WHAT IS BEING ASKED:
Can you rewrite all the items below in full, including the text before each answer, but offset every bounding-box coordinate in the answers by 143 and leave out the pictures?

[Collection entries]
## START

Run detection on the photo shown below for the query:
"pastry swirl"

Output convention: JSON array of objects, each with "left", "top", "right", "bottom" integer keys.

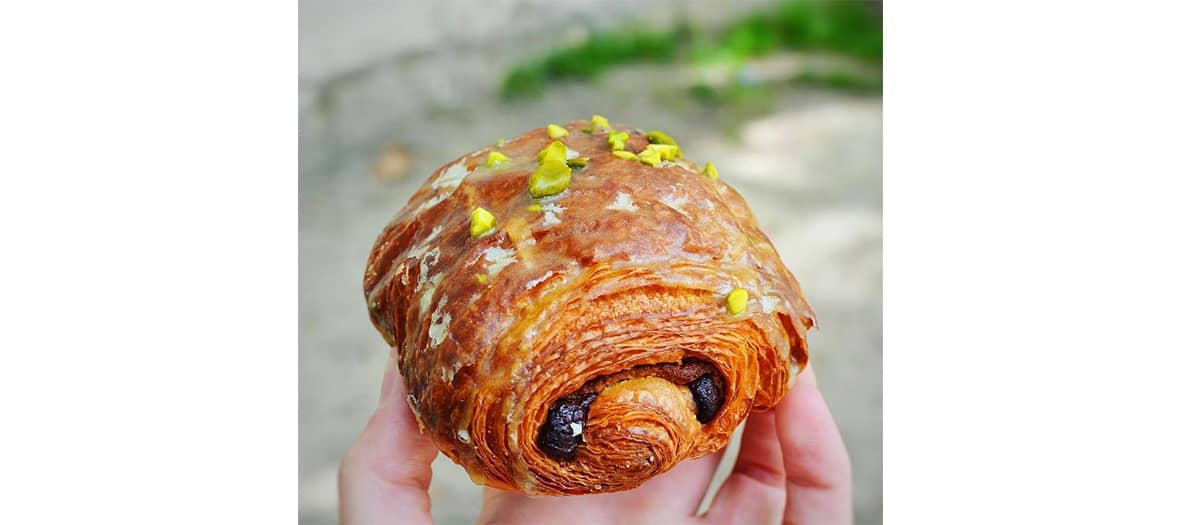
[{"left": 365, "top": 117, "right": 814, "bottom": 494}]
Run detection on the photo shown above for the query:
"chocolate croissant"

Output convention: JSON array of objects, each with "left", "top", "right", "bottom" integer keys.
[{"left": 365, "top": 116, "right": 815, "bottom": 494}]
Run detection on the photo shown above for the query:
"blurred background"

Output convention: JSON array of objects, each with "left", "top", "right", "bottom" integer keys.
[{"left": 299, "top": 0, "right": 881, "bottom": 524}]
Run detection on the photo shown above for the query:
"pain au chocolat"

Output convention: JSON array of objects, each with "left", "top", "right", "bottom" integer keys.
[{"left": 365, "top": 116, "right": 815, "bottom": 494}]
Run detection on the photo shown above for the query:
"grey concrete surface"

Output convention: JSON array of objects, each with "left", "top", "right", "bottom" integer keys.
[{"left": 299, "top": 0, "right": 881, "bottom": 524}]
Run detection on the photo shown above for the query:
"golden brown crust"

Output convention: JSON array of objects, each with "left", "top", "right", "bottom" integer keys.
[{"left": 365, "top": 120, "right": 814, "bottom": 494}]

## END

SOLUTION FOR THIS PROBLEM:
Run detection on the photo shown below for the query:
"pastry swirl"

Output convention: JSON array of objects, each with "left", "top", "right", "bottom" integer keys.

[{"left": 508, "top": 260, "right": 957, "bottom": 637}]
Run detection on the photo shown above for the query:
"chocolate croissant"

Output convention: JSON array of objects, each with "left", "top", "right", "bottom" integer keys.
[{"left": 508, "top": 259, "right": 958, "bottom": 637}]
Run detection on the photo shown above for the query:
"blurred background"

Output convention: JSON array of objects, each with "left", "top", "right", "bottom" integer keys.
[{"left": 442, "top": 143, "right": 1024, "bottom": 667}]
Run detection on the photo shown above for the query:
"pain au chocolat"

Output convention: JSON array of objects, each with "left", "top", "right", "bottom" integer keys.
[{"left": 508, "top": 259, "right": 958, "bottom": 637}]
Run detection on the photo shown above for the query:
"grey concrete surface"

Output convention: JSON array of objects, each with "left", "top", "right", "bottom" integer keys.
[{"left": 442, "top": 143, "right": 1024, "bottom": 667}]
Run detection on the photo shown above for the query:
"golden brown crust"

Output convention: JSON array of objects, each with "left", "top", "right", "bottom" integer keys.
[{"left": 508, "top": 263, "right": 957, "bottom": 637}]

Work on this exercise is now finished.